* [EXERCISE DESCRIPTION]
Answer these questions from the text on Shirley Temple below.
1. At what age did Temple die?
2. Which three films does the text name as custom-made studio vehicles for her?
3. Which two directors does the text say she worked with?
EXCERPTED TEXT: Begin
With her passing at age 85 earlier this week, we were reminded not only just how big a star Temple as a child had been – world's top box office attraction three years running – but how some stars dim almost entirely when their moment passes, while others continue to twinkle long after their mortal spark has expired.

I'd wager that a large part of the globe was learning of Shirley Temple for the first time this week, and were no doubt wondering what kind of world would fall at the feet of a tap-dancing six-year-old girl with dimples, ringlets and an aura of almost unnerving pint-sized composure.

An already unnerved world is the answer, and a world undergoing a very particular form of anxiety that needed something equally particular to soothe it. By now it's almost rote to note that Temple, in a series of custom-made studio vehicles (Heidi, Bright Eyes, The Little Princess) spanning the dirtiest years of the Thirties, was a kind of fantasy tonic for depressed times. Irrepressibly chipper and optimistic even when orphaned and abandoned – as she usually was – and able to hold her own as the only child in an adult world – as she often was – Temple combined innocence and bravado in a way that implied it was possible not only to tap dance your way through tragedy, but with your childlike inner core intact. Her message, a variation on one of the most untiring of popular American myths, was that childhood trumps everything. As a state of being, innocence is transcendent and buoyant as a carnival balloon, and nothing can touch it as it floats over the troubles below. (Or should touch it either, Mr. Greene.)

But that also placed a pretty short shelf life on Shirley Temple's pop cultural utility: Once her childhood was over, so ended her currency. If this seems a little self-evident because it's the fate of most child stars – and if the struggle to transition to adulthood lies at the root of so many former child stars' public traumas – remember that in Temple's case, childhood was not only a phase of personal growth but also a state of ideal national being. She stood for the country at its precocious and unflappable tap-dancing best, when it so sorely needed to feel like an invulnerable tot, so the very fact of her aging amounted to something like betrayal. If she had to grow up, everybody did.

Which is why the truth of her post-moppet movie career is more poignant than the myth, the one that says Temple was pretty much over by age 12. She wasn't. Her career not only went on in movies for another 10 years, she was under prestigious contract to David O. Selznick, contracted to 20th Century Fox and worked with top directors such as John Ford and George Cukor. The truth was that people had stopped caring. As fine and beautiful an actress as the teenaged and young adult Temple was, she wasn't the Temple that people had adored during the Depression because she represented childhood as an impregnable refuge from pain, suffering and reality in general. If anything, she was a reminder that even that was just a dream. The Good Ship Lollipop had sailed over the horizon.
EXCERPTED TEXT: End
EXTRACTED ENTRIES: Begin
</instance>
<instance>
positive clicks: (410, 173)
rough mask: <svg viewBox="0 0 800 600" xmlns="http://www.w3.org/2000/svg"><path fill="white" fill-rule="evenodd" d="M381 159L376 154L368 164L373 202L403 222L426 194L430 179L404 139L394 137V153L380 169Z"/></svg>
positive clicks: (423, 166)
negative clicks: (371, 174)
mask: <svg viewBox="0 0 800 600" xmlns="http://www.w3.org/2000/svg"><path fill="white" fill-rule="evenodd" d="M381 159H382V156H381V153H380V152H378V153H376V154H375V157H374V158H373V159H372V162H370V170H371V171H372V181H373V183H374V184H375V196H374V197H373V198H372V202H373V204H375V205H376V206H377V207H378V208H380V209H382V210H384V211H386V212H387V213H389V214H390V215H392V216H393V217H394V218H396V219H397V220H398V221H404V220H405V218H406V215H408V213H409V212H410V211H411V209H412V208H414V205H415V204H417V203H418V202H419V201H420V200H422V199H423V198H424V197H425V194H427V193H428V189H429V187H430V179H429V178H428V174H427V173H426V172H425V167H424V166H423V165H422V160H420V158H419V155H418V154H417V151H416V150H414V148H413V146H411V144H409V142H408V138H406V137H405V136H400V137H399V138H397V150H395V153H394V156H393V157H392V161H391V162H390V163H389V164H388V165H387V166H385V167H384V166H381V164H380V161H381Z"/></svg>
EXTRACTED ENTRIES: End
EXTRACTED ENTRIES: Begin
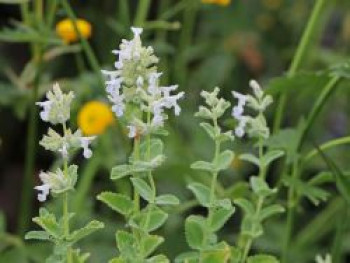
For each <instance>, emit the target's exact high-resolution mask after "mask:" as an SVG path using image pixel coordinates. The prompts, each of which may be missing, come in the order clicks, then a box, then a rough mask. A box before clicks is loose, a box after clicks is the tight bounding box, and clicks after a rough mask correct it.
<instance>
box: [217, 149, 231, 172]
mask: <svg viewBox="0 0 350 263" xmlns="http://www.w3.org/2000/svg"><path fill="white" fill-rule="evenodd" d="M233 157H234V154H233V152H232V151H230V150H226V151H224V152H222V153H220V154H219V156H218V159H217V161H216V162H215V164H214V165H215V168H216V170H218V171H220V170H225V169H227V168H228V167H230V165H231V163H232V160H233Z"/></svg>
EXTRACTED ENTRIES: End
* [REPLY TO THE TASK]
1. 85
2. Heidi, Bright Eyes and The Little Princess
3. John Ford and George Cukor